What is required =
Look at each line of the listing. Copy those that hold the string "sink".

Extracted data =
::::
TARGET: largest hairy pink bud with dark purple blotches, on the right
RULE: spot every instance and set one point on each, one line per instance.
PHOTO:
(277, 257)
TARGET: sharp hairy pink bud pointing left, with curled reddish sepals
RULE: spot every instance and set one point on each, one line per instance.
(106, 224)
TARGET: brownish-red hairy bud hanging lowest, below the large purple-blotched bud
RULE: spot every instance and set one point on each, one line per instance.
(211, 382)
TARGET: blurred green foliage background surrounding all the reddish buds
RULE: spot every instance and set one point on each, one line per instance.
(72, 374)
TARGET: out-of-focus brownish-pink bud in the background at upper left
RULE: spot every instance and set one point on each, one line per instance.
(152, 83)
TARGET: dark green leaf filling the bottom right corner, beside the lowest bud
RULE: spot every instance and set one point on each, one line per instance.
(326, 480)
::::
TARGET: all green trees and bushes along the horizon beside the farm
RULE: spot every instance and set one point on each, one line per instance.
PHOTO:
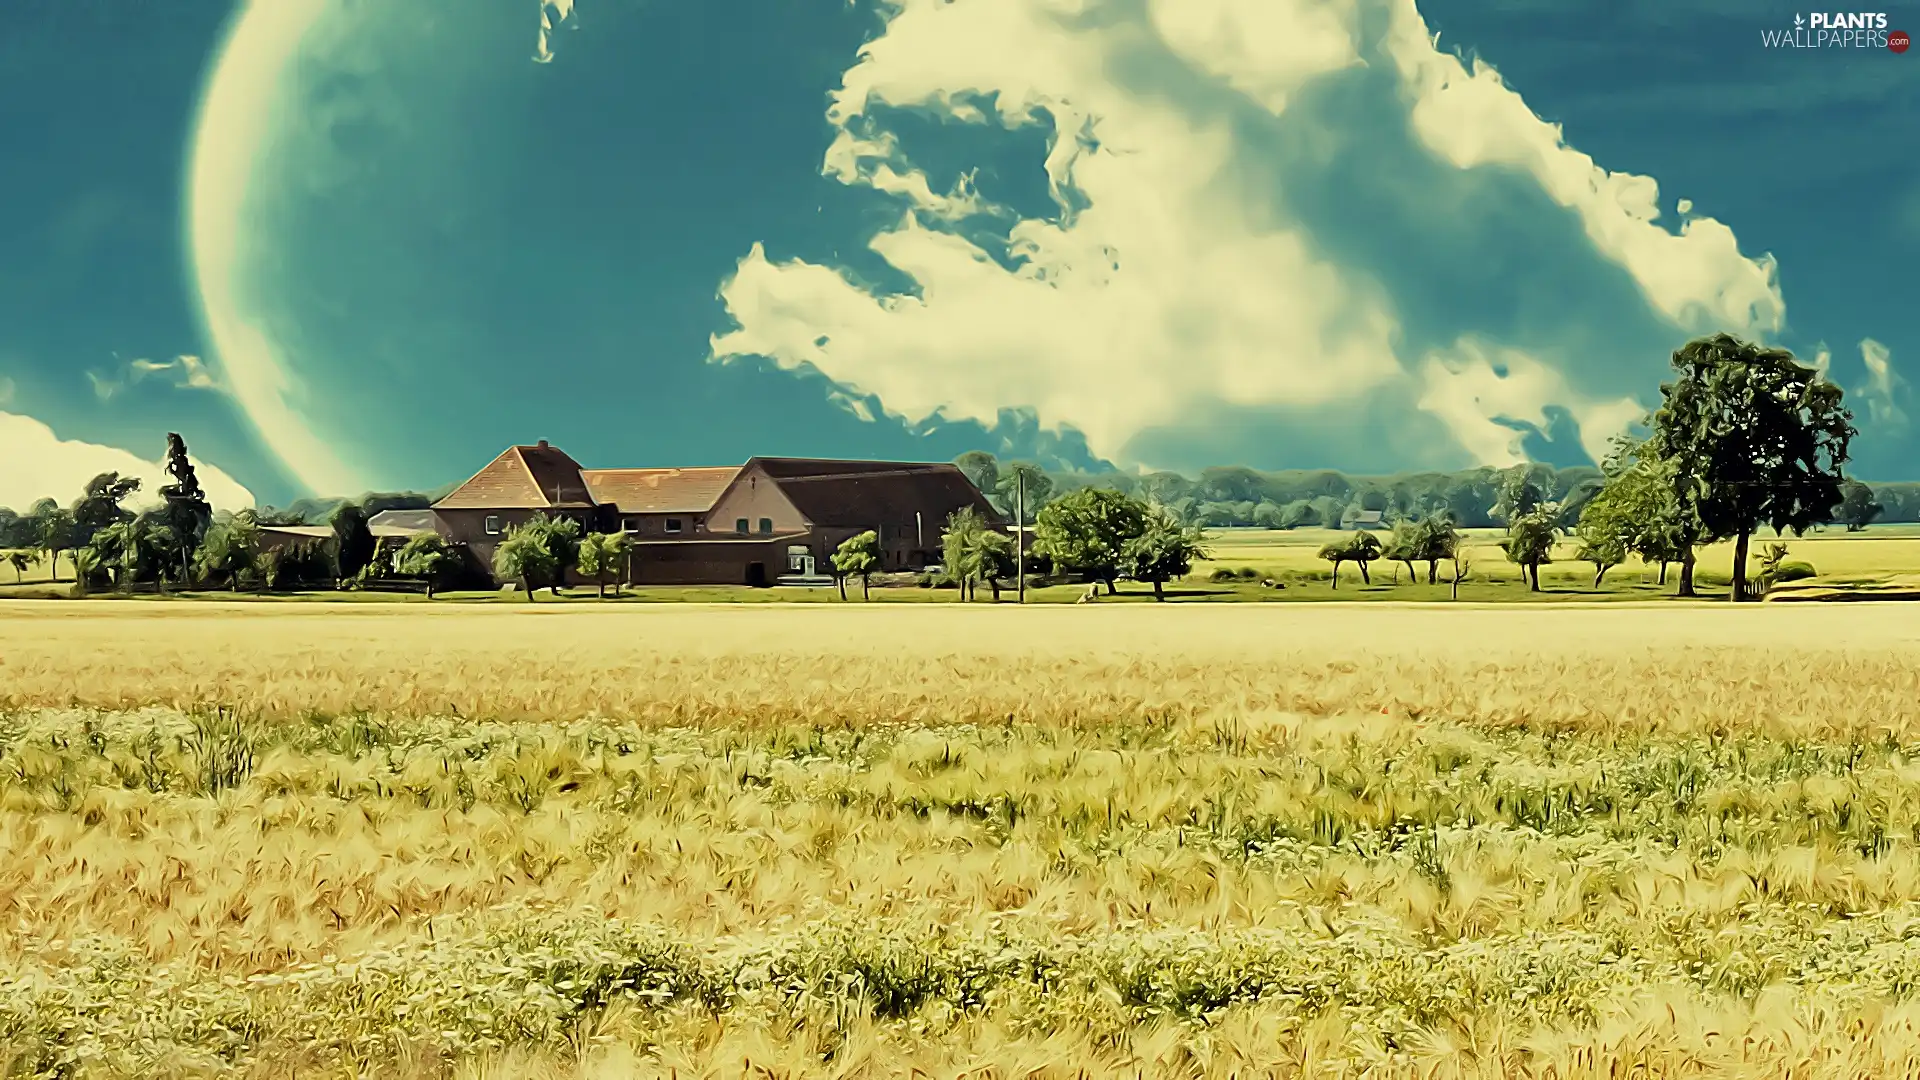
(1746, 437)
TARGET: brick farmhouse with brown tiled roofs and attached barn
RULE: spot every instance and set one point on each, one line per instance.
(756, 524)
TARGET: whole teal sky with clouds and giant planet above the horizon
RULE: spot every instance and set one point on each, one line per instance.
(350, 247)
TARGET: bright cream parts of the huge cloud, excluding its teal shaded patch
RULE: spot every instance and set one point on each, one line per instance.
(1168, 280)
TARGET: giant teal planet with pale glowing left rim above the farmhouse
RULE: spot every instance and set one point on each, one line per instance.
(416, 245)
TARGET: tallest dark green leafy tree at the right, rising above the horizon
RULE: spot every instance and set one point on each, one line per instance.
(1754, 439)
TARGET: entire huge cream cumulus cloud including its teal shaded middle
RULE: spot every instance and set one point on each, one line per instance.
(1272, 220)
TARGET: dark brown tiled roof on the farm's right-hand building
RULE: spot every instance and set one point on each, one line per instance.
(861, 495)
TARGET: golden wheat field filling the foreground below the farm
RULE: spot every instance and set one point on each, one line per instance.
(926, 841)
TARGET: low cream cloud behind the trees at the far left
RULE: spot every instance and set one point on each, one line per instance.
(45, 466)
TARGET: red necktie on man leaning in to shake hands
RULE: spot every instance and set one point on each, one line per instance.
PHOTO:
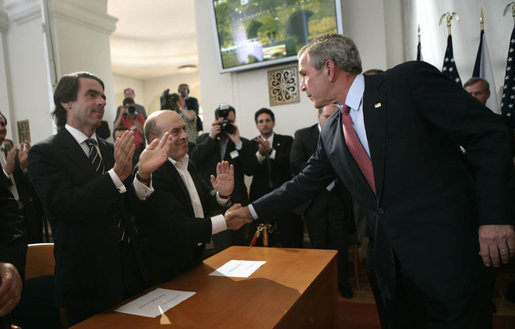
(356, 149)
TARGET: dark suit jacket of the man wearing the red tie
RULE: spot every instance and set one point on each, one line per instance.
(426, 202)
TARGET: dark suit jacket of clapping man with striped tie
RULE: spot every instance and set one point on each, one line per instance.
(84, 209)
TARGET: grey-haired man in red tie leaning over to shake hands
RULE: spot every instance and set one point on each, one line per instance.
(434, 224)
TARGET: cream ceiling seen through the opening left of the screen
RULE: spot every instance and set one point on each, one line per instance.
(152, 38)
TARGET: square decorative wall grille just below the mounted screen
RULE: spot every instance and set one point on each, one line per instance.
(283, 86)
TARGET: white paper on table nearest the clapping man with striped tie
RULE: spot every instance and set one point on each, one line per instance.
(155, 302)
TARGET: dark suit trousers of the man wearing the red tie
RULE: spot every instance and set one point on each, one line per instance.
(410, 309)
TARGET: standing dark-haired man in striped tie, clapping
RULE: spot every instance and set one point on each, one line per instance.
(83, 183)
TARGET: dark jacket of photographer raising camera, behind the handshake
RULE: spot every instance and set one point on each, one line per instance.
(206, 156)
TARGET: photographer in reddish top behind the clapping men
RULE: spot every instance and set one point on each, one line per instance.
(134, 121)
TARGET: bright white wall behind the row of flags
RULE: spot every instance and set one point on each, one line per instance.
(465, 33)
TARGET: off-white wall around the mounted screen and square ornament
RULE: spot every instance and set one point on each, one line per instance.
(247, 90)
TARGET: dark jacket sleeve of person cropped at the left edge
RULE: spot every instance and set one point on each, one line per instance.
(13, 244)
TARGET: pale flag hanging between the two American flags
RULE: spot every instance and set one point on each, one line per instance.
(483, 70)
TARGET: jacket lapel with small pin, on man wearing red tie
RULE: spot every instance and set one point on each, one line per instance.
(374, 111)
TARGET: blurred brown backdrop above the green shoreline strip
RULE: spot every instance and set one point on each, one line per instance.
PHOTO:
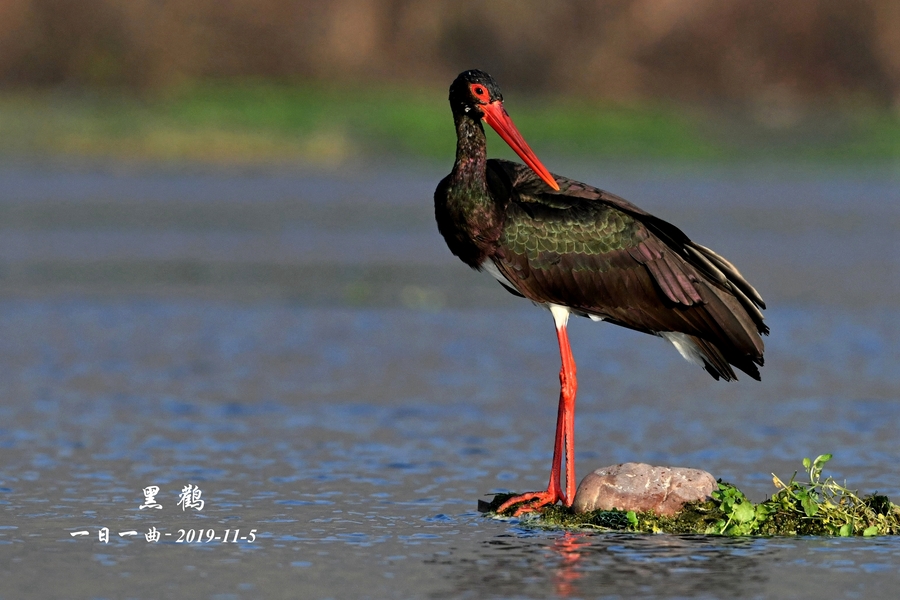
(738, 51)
::::
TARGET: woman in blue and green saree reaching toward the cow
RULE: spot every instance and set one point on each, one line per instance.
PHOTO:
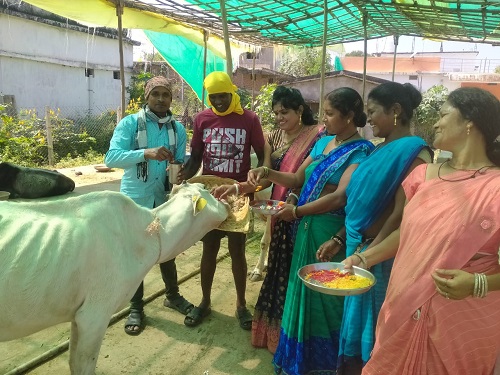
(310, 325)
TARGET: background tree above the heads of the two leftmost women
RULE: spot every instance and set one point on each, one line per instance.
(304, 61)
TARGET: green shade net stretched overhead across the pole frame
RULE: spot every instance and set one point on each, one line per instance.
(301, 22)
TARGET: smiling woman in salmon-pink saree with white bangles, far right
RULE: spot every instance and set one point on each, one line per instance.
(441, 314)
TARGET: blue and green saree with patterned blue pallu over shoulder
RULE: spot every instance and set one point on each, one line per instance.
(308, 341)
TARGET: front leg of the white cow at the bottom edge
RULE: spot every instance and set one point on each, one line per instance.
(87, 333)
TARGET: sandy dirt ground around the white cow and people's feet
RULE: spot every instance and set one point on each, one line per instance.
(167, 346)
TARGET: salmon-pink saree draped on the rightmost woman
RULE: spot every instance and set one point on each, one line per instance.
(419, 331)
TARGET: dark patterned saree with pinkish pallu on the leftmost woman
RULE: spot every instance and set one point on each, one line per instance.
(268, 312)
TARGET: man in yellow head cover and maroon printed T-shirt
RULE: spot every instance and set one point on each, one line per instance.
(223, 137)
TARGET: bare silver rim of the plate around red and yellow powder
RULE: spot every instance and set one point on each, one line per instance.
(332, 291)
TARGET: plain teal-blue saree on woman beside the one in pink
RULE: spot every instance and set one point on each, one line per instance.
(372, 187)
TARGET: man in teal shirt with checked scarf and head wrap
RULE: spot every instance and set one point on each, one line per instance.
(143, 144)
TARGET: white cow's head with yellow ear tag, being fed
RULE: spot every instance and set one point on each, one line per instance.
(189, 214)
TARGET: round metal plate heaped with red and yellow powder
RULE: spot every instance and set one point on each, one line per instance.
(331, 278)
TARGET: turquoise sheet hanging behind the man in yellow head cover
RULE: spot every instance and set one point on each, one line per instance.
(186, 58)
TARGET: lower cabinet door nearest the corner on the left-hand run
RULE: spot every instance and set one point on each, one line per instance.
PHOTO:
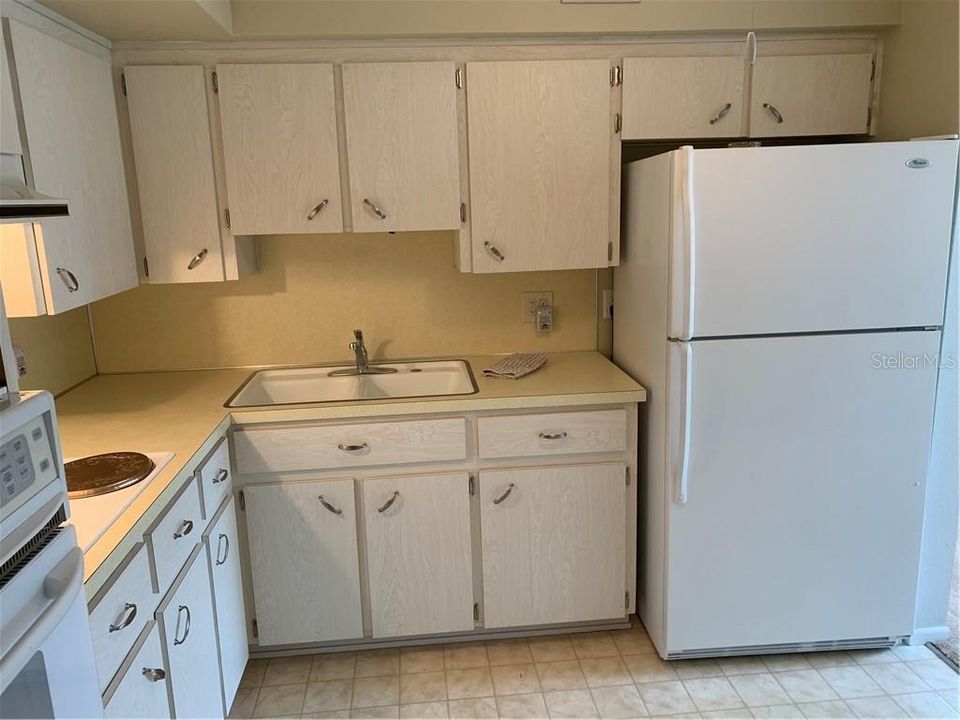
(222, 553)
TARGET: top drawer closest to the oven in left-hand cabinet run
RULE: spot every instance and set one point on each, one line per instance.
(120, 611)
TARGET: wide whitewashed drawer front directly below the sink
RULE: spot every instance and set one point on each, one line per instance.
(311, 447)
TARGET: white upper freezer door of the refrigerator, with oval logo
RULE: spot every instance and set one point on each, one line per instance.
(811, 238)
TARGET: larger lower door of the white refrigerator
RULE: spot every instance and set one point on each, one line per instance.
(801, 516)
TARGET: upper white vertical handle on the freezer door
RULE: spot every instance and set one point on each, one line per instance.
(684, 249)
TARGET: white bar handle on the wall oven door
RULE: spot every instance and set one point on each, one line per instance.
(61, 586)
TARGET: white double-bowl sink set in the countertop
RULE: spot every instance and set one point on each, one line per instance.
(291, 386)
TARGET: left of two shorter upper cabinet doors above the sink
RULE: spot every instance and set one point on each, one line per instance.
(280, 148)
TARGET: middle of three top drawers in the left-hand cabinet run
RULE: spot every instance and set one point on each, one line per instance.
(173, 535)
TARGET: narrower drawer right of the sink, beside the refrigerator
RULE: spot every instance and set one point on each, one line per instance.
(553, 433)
::::
Response =
TARGET: wide whitewashed drawer front directly below the sink
TARGET: white double-bowl sink set in the countertop
TARGET: left of two shorter upper cabinet doors above the sink
TARGET: narrower drawer right of the sink, beside the refrigerator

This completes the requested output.